- CONSIGNE:
Recopiez à l'identique, s'il vous plaît, le passage du texte sur le commerce ci-dessous qui commence par « 6. L’importation des » et se poursuit jusqu'à « générale du Commerce. ».

- TEXTE SOURCE:
—————
5. L’importation des marchandises qui empêchent la consommation de celles du pays, ou qui nuisent au progrès de ses manufactures & de sa culture, entraîne nécessairement la ruine d’une nation.

6. L’importation des marchandises étrangeres de pur luxe est une véritable perte pour l’état.

7. L’importation des choses de nécessité absolue ne peut être estimée un mal ; mais une nation n’en est pas moins appauvrie.

8. L’importation des marchandises étrangeres pour les réexporter ensuite, procure un bénéfice réel.

9. C’est un commerce avantageux que de donner ses vaisseaux à fret aux autres nations.

C’est sur ce plan que doit être guidée l’opération générale du Commerce.

Nous avons défini cette operation, la circulation intérieure des denrées d’un pays ou de ses colonies, l’exportation de leur superflu, & l’importation des denrées étrangeres, soit pour les consommer, soit pour les réexporter.

Cette définition partage naturellement le Commerce en deux parties, le commerce intérieur & l’extérieur. Leurs principes sont différens, & ne peuvent être confondus sans un grand desordre.

Le commerce intérieur est celui que les membres d’une société font entr’eux. Il tient le premier rang dans le commerce général, comme l’on prise le nécessaire avant le superflu, qui n’en est pas moins recherché.

Cette circulation intérieure est la consommation que les citoyens font des productions de leurs terres & de leur industrie, dont elle est le premier soûtien. Nous avons déjà observé que la richesse réelle d’une nation est à son plus haut degré, lorsqu’elle n’a recours à aucune autre pour ses besoins. Les regles établies en conséquence dans les divers états varient suivant l’abondance des richesses naturelles ; & l’habileté de plusieurs a suppléé par l’industrie aux refus de la nature.

La valeur du commerce intérieur est précisément la somme des dépenses particulieres de chaque citoyen pour se nourrir, se loger, se vêtir, se procurer des commodités, & entretenir son luxe. Mais il faut déduire de cette valeur tout ce qui est consommé de denrées étrangeres, qui sont une perte réelle pour la nation, si le commerce extérieur ne la répare.
—————
- DONNÉES:

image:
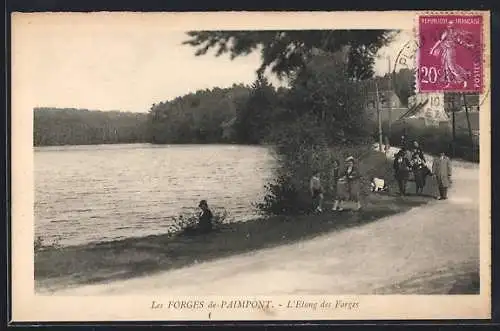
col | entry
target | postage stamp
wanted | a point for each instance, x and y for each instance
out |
(450, 54)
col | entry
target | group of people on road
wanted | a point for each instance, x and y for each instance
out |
(345, 185)
(411, 161)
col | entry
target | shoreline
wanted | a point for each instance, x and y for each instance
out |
(102, 262)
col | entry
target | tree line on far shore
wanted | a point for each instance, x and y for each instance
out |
(70, 126)
(242, 114)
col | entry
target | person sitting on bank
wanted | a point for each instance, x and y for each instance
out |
(441, 169)
(316, 192)
(205, 218)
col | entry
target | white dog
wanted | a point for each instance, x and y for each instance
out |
(378, 185)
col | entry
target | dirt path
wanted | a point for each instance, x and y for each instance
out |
(426, 250)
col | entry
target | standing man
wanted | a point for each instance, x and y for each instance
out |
(401, 167)
(441, 168)
(316, 192)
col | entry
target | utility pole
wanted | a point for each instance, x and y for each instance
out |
(390, 98)
(468, 124)
(379, 119)
(453, 132)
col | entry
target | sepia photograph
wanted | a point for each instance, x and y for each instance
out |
(289, 171)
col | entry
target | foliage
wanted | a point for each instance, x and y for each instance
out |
(287, 52)
(256, 117)
(53, 126)
(403, 83)
(182, 223)
(324, 120)
(289, 193)
(434, 140)
(40, 244)
(324, 91)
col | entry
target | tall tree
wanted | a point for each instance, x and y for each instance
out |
(285, 52)
(255, 117)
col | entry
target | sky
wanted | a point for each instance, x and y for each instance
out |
(125, 67)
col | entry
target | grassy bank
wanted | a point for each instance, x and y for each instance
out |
(57, 268)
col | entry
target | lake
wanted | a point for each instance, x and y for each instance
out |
(107, 192)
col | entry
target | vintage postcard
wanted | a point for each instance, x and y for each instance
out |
(250, 166)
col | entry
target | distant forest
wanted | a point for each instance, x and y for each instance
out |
(242, 114)
(53, 126)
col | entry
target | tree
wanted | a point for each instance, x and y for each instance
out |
(254, 118)
(403, 83)
(286, 52)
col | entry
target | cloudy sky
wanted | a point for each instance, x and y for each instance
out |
(124, 67)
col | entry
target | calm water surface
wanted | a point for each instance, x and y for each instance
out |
(107, 192)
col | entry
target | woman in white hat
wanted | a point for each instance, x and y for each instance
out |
(351, 176)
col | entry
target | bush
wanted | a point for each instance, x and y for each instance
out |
(433, 140)
(289, 193)
(185, 221)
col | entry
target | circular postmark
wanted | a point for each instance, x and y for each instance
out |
(407, 58)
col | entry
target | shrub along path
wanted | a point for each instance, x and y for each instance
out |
(353, 255)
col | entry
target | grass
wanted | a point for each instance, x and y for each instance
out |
(57, 267)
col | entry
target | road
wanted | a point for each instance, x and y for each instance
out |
(425, 249)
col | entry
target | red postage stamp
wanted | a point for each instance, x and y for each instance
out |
(450, 54)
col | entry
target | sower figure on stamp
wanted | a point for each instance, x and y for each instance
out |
(441, 168)
(445, 48)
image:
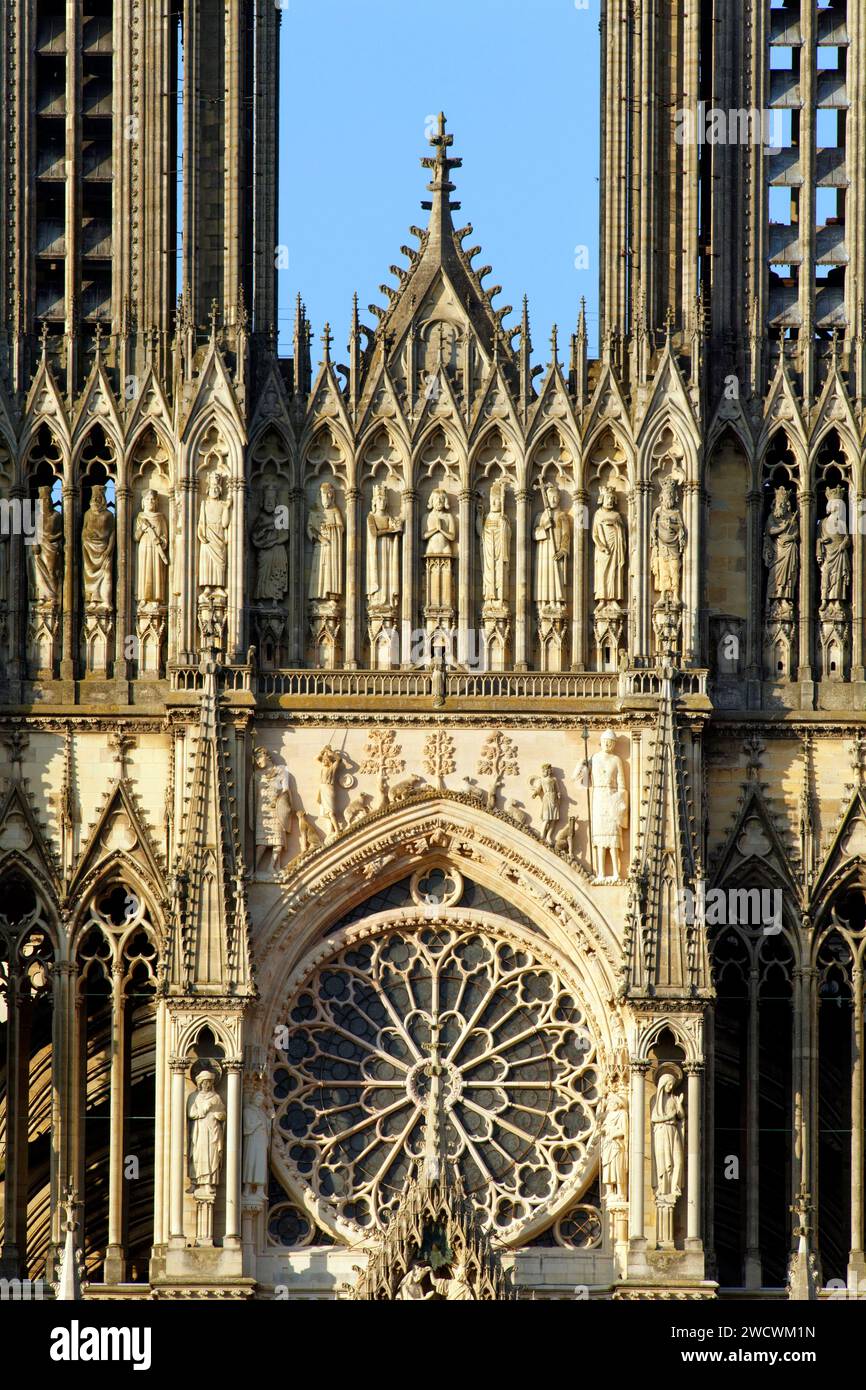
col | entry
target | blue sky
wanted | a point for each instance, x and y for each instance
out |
(519, 82)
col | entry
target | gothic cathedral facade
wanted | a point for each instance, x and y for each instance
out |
(433, 805)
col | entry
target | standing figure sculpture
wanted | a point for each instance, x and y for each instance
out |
(206, 1140)
(609, 549)
(781, 548)
(834, 549)
(268, 541)
(45, 556)
(667, 538)
(551, 533)
(382, 552)
(439, 535)
(152, 537)
(495, 531)
(97, 538)
(325, 530)
(214, 520)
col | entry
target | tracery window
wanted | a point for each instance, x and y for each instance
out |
(431, 1048)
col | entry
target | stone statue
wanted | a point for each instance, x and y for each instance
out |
(781, 548)
(270, 808)
(667, 1151)
(382, 552)
(834, 549)
(257, 1125)
(546, 788)
(206, 1139)
(552, 534)
(214, 519)
(152, 538)
(667, 542)
(608, 804)
(331, 762)
(325, 528)
(97, 538)
(609, 548)
(439, 534)
(45, 556)
(271, 553)
(495, 533)
(615, 1134)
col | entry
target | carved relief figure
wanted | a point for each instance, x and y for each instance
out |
(609, 548)
(214, 519)
(271, 555)
(552, 534)
(152, 538)
(382, 552)
(439, 534)
(206, 1139)
(97, 546)
(325, 528)
(834, 549)
(666, 1119)
(257, 1125)
(270, 808)
(667, 542)
(495, 548)
(46, 555)
(331, 762)
(781, 548)
(546, 788)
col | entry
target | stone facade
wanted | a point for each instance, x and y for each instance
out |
(433, 791)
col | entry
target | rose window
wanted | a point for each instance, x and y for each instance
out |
(445, 1050)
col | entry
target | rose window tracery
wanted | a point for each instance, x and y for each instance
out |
(439, 1048)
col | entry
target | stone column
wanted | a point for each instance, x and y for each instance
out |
(114, 1253)
(407, 605)
(352, 573)
(466, 549)
(523, 581)
(581, 562)
(123, 549)
(637, 1127)
(232, 1154)
(752, 1143)
(67, 663)
(692, 1180)
(178, 1125)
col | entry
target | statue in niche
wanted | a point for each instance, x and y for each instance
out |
(609, 548)
(45, 556)
(150, 533)
(546, 788)
(613, 1146)
(608, 804)
(834, 549)
(382, 552)
(97, 538)
(214, 520)
(781, 548)
(206, 1139)
(439, 534)
(669, 1157)
(270, 545)
(257, 1123)
(495, 533)
(325, 530)
(552, 534)
(270, 808)
(667, 542)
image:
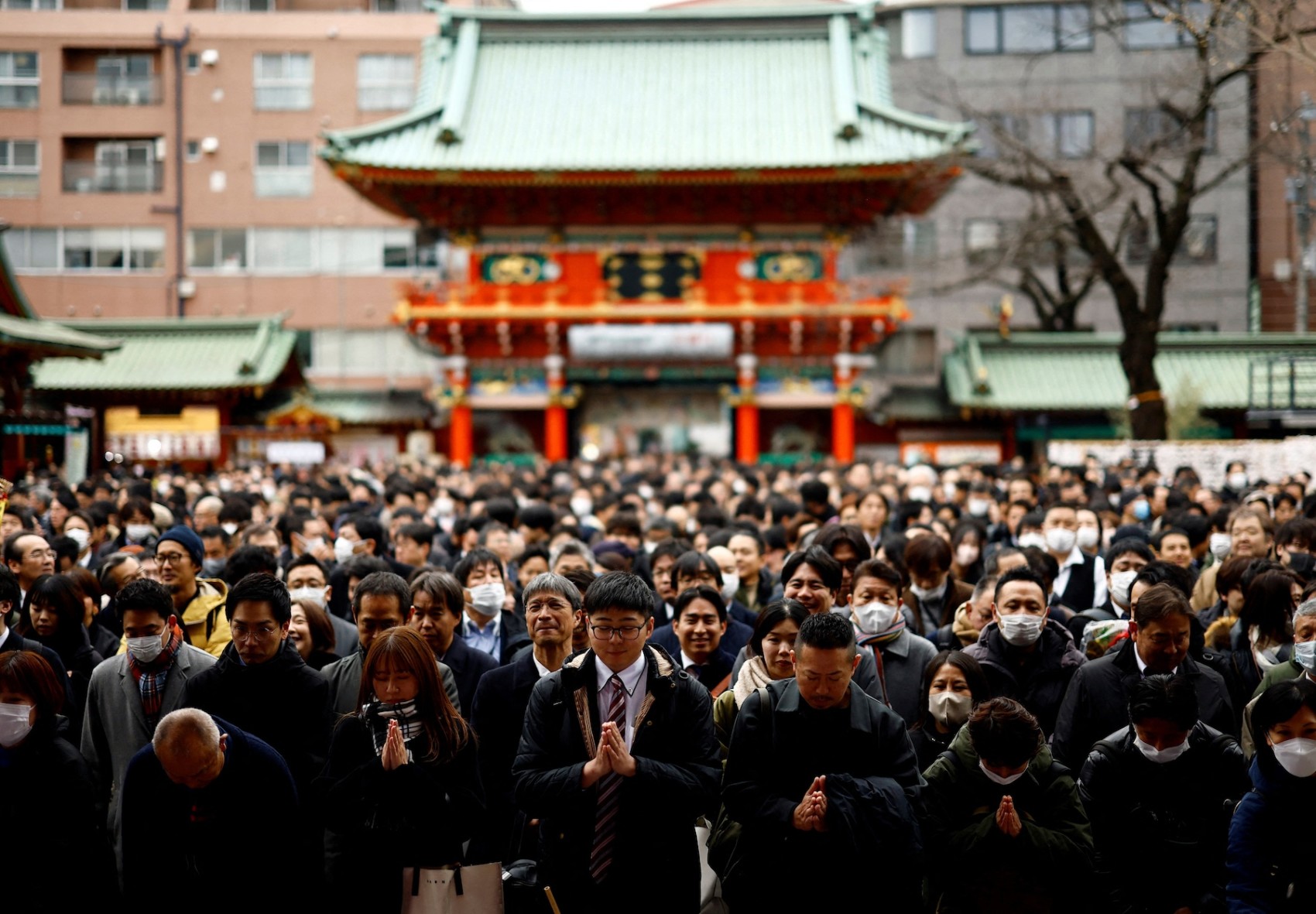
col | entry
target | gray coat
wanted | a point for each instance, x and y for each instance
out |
(115, 724)
(345, 683)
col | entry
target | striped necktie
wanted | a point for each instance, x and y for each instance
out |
(609, 791)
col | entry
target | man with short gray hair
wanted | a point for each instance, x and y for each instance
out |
(193, 799)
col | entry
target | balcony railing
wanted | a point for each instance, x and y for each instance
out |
(98, 90)
(95, 178)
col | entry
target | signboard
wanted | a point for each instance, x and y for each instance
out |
(635, 342)
(298, 453)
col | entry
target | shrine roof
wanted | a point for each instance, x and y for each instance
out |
(674, 91)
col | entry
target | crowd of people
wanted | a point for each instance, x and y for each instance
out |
(662, 682)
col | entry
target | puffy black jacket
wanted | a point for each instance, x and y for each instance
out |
(1175, 813)
(678, 771)
(1037, 679)
(1098, 701)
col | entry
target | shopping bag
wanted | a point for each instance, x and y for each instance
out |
(453, 889)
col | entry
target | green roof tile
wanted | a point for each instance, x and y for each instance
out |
(188, 354)
(1081, 371)
(640, 94)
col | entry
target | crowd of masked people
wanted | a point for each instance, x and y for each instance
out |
(665, 684)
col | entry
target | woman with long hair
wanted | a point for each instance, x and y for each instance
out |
(951, 686)
(402, 788)
(53, 614)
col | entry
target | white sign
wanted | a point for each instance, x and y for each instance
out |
(650, 341)
(298, 453)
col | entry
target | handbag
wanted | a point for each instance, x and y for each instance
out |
(453, 889)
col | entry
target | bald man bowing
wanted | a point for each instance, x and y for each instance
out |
(193, 800)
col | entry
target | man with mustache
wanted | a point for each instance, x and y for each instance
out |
(553, 608)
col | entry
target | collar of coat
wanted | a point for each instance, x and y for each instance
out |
(578, 676)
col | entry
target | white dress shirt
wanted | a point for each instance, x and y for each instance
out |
(636, 686)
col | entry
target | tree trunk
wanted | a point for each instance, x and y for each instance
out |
(1146, 402)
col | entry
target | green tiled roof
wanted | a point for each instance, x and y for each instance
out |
(1081, 371)
(673, 91)
(193, 354)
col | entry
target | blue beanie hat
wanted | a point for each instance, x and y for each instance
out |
(187, 538)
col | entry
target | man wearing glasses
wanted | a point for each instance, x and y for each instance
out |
(262, 686)
(618, 759)
(199, 604)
—————
- RÉPONSE:
6. L’importation des marchandises étrangeres de pur luxe est une véritable perte pour l’état.

7. L’importation des choses de nécessité absolue ne peut être estimée un mal ; mais une nation n’en est pas moins appauvrie.

8. L’importation des marchandises étrangeres pour les réexporter ensuite, procure un bénéfice réel.

9. C’est un commerce avantageux que de donner ses vaisseaux à fret aux autres nations.

C’est sur ce plan que doit être guidée l’opération générale du Commerce.